EXERCISE INPUTS:
-------------------------
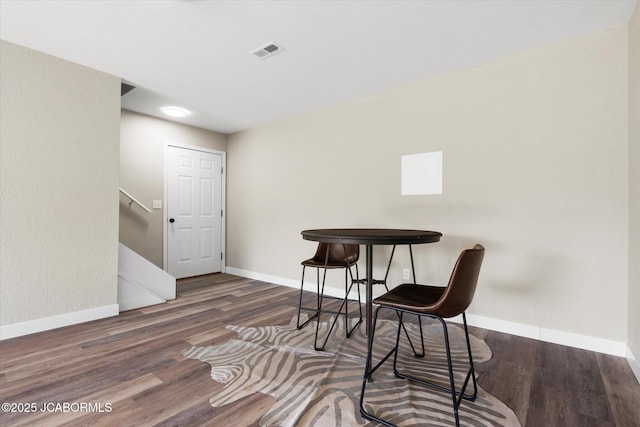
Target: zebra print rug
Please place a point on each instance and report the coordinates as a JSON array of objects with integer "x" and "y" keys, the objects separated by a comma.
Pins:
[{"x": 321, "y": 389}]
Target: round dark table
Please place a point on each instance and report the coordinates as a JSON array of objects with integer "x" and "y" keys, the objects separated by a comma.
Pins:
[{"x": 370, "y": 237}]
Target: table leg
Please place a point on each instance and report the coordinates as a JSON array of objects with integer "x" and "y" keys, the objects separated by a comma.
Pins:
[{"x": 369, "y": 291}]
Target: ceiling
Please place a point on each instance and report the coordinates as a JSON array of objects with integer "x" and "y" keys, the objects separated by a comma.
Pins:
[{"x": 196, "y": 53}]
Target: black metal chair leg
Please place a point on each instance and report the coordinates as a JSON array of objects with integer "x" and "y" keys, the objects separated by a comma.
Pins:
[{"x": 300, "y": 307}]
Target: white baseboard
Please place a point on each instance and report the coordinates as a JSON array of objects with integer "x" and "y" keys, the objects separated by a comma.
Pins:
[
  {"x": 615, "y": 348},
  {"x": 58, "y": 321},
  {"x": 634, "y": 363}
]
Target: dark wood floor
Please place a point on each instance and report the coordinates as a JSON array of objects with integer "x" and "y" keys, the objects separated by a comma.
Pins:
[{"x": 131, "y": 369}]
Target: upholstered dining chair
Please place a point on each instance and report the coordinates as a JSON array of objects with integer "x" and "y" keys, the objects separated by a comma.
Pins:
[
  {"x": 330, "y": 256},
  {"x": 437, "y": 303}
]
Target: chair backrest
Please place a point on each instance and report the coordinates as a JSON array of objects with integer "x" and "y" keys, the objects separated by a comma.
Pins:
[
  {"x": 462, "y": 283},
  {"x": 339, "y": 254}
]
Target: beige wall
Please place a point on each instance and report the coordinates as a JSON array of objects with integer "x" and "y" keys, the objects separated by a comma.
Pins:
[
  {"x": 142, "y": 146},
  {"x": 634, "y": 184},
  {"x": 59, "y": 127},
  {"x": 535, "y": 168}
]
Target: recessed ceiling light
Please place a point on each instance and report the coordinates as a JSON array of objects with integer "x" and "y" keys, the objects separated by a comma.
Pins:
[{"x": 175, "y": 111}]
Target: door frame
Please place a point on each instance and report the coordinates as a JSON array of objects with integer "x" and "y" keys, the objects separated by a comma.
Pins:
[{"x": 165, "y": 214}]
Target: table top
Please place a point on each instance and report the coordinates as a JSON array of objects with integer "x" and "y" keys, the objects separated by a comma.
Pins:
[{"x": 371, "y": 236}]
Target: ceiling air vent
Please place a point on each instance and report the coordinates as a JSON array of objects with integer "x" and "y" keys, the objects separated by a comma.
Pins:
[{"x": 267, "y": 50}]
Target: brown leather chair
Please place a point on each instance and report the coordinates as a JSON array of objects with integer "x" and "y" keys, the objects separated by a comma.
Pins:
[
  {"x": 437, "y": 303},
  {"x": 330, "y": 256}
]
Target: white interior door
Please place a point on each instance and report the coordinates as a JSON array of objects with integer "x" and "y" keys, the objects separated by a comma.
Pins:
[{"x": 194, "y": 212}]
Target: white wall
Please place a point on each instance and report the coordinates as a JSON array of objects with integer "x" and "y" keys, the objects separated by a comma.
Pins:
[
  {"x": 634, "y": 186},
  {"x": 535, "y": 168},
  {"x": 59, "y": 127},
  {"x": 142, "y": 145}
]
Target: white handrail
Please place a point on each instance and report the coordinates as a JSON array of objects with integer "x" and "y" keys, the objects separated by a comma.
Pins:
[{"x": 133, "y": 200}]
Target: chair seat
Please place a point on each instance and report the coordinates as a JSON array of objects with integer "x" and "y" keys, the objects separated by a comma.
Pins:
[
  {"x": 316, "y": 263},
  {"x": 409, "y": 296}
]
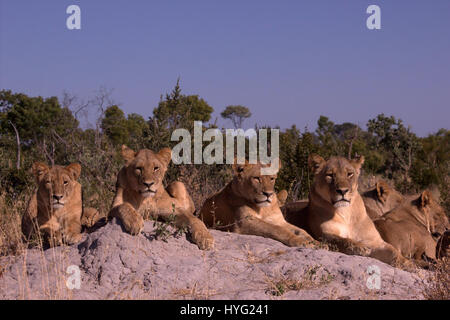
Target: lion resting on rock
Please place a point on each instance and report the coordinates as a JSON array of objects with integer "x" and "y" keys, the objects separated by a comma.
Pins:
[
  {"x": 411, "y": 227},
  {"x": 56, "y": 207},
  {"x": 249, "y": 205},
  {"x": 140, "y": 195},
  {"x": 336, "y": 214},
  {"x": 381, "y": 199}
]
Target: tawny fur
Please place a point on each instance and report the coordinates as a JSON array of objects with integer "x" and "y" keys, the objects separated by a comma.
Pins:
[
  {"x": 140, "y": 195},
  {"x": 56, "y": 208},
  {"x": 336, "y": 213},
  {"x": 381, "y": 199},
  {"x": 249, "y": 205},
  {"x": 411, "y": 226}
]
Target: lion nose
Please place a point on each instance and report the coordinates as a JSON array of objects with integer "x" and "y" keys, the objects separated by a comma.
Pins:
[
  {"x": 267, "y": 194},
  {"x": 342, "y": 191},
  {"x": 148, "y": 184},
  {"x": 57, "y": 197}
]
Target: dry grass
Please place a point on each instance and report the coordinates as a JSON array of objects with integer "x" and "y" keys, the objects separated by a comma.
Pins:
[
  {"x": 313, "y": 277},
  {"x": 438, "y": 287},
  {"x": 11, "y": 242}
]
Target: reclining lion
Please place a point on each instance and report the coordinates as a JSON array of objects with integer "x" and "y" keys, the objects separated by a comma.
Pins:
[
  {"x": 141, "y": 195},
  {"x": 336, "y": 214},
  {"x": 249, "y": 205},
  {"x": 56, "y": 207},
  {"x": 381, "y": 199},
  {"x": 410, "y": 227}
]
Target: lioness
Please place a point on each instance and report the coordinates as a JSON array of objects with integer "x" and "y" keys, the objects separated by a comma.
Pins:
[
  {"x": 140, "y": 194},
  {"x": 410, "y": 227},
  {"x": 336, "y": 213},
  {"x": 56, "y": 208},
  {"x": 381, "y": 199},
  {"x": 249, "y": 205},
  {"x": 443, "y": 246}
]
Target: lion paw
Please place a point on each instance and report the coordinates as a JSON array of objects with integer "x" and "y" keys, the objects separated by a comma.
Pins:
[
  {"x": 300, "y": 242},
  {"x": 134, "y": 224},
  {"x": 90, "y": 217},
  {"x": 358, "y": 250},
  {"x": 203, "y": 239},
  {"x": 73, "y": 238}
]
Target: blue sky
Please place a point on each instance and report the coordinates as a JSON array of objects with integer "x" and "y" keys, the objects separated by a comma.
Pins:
-------------------------
THE PROBLEM:
Rewrite all the records above with "Target" swapped for "Label" everywhere it occurs, leaving everything else unchanged and omitting the pictures.

ANSWER TO THE TASK:
Label: zebra print rug
Please place a point on each instance and report the coordinates as a JSON array of objects with integer "x" and "y" keys, the objects separated by a comma.
Pins:
[{"x": 321, "y": 389}]
Label: round dark table
Please place a point on each instance and report the coordinates as a JSON array of objects with integer "x" and "y" keys, the objects separated by a comma.
Pins:
[{"x": 370, "y": 237}]
Label: table leg
Please place a point on each instance and report the coordinates as a JSON array of objects with integer "x" and "y" keys, the objects separated by a comma.
Pins:
[{"x": 369, "y": 291}]
Label: ceiling
Please place a point on each instance and report the coordinates as a JSON array of objects with integer "x" and "y" keys, the objects separated by a comma.
Pins:
[{"x": 196, "y": 53}]
Label: black metal chair leg
Please place a point on each instance and report the coordinates as a JSON array of objects with integer "x" and "y" keys, the objects separated by a comma.
Pins:
[{"x": 300, "y": 307}]
Label: white baseboard
Please place a point on each instance and report the coordinates as a JSON array of objects with integer "x" and "y" keys, the objects separated by a comma.
Pins:
[
  {"x": 615, "y": 348},
  {"x": 58, "y": 321},
  {"x": 634, "y": 363}
]
Label: dark wood floor
Please place a point on each instance and report the coordinates as a JSON array of objects with integer "x" and "y" keys, the objects separated by a comma.
Pins:
[{"x": 131, "y": 369}]
Label: upholstered dining chair
Please place a point on each instance and report the coordinates as a JSON array of objects with integer "x" and "y" keys, the objects separated by a comma.
Pins:
[
  {"x": 330, "y": 256},
  {"x": 437, "y": 303}
]
Label: chair backrest
Please place a point on each instance and report the coordinates as a JSON array of objects with integer "x" and "y" keys, the objects separated by a comma.
Pins:
[
  {"x": 462, "y": 283},
  {"x": 339, "y": 254}
]
Label: beige wall
Please place a point on each instance and report the coordinates as a JSON array of objects with integer "x" and "y" keys, the objects separated by a comma.
Pins:
[
  {"x": 142, "y": 146},
  {"x": 634, "y": 184},
  {"x": 59, "y": 127},
  {"x": 535, "y": 168}
]
Label: recessed ceiling light
Please place a point on each instance and report the coordinates as a JSON array of objects with integer "x" and "y" keys, the objects separated by a comma.
Pins:
[{"x": 175, "y": 111}]
Label: door frame
Please place a point on each instance and report the coordinates as a JSON array of objects with integer "x" and "y" keys, the objects separated by a comma.
Pins:
[{"x": 165, "y": 214}]
Label: table top
Please place a point on each instance and report the coordinates as a JSON array of objects with integer "x" and "y" keys, the objects separated by a comma.
Pins:
[{"x": 371, "y": 236}]
Label: ceiling air vent
Please place a point on each instance and report the coordinates as a JSON array of objects with integer "x" and "y" keys, the objects separated by a comma.
Pins:
[{"x": 267, "y": 50}]
Label: brown leather chair
Please place a point on each instance and report the coordinates as a JSON array of objects with integer "x" and "y" keys, the objects separated by a comma.
Pins:
[
  {"x": 437, "y": 303},
  {"x": 330, "y": 256}
]
Label: white interior door
Please place a point on each instance and report the coordinates as a JSON array of objects with integer "x" and "y" keys, the objects separated by a comma.
Pins:
[{"x": 194, "y": 212}]
Label: white wall
Please place a point on each instance and report the coordinates as a JSON array of objects with integer "x" and "y" keys, the objects separated by a comma.
Pins:
[
  {"x": 634, "y": 186},
  {"x": 535, "y": 168},
  {"x": 59, "y": 127},
  {"x": 142, "y": 145}
]
Label: white handrail
Please place a point on each instance and report the coordinates as a JSON array of objects with integer "x" and "y" keys, the objects separated by a comma.
Pins:
[{"x": 133, "y": 200}]
Label: chair seat
Please place a point on each instance and report the coordinates as a JSON array of objects with integer "x" and "y" keys, the objects separated by a comma.
Pins:
[
  {"x": 316, "y": 263},
  {"x": 409, "y": 296}
]
Label: lion resting on rock
Please place a point on each instance and report the coordinates as a JSON array of objects with integer "x" and "y" keys, the objects separated by a comma.
Pins:
[
  {"x": 411, "y": 227},
  {"x": 56, "y": 207},
  {"x": 249, "y": 205},
  {"x": 140, "y": 195},
  {"x": 336, "y": 214},
  {"x": 381, "y": 199}
]
Label: tawny fur
Please place a point on each instance and report the coordinates as a JSON array of objects with integer "x" and "y" keys, the objects separated by a comma.
Pins:
[
  {"x": 140, "y": 195},
  {"x": 56, "y": 208},
  {"x": 336, "y": 213},
  {"x": 381, "y": 199},
  {"x": 249, "y": 205},
  {"x": 411, "y": 226}
]
Label: lion nose
Please place a point on each instance and report the coordinates as a JSON array of objects with integer "x" and "y" keys, the objects separated by a comma.
Pins:
[
  {"x": 267, "y": 194},
  {"x": 342, "y": 191},
  {"x": 148, "y": 184},
  {"x": 57, "y": 197}
]
Label: dry grass
Please place a point on each instance and report the coordinates as a JSON array of objects with integer "x" and "y" keys, the objects separated by a comma.
Pins:
[
  {"x": 313, "y": 277},
  {"x": 438, "y": 287},
  {"x": 11, "y": 242}
]
Label: reclining lion
Please place a point on each instance and report the coordinates as a JSON array of objects with integer "x" and "y" keys, the objects separated by a comma.
Pins:
[
  {"x": 141, "y": 195},
  {"x": 336, "y": 214},
  {"x": 249, "y": 205},
  {"x": 56, "y": 207},
  {"x": 381, "y": 199},
  {"x": 410, "y": 227}
]
Label: lioness
Please place a point on each instance and report the coordinates as a JSON array of objects with integer "x" and "y" keys, the objects separated by a comma.
Pins:
[
  {"x": 140, "y": 194},
  {"x": 410, "y": 227},
  {"x": 336, "y": 213},
  {"x": 56, "y": 208},
  {"x": 381, "y": 199},
  {"x": 249, "y": 205},
  {"x": 443, "y": 246}
]
Label: lion paw
Please place a point on each instance and report the coordinates as a JSON array of objects with integer "x" and "y" keys, the objects separated by a comma.
Pins:
[
  {"x": 300, "y": 242},
  {"x": 134, "y": 224},
  {"x": 90, "y": 217},
  {"x": 358, "y": 250},
  {"x": 203, "y": 239},
  {"x": 73, "y": 238}
]
Label: blue sky
Please place a point on each instance and report the coordinates as a JSON array of objects with integer "x" and "y" keys, the objects separated by a comma.
Pins:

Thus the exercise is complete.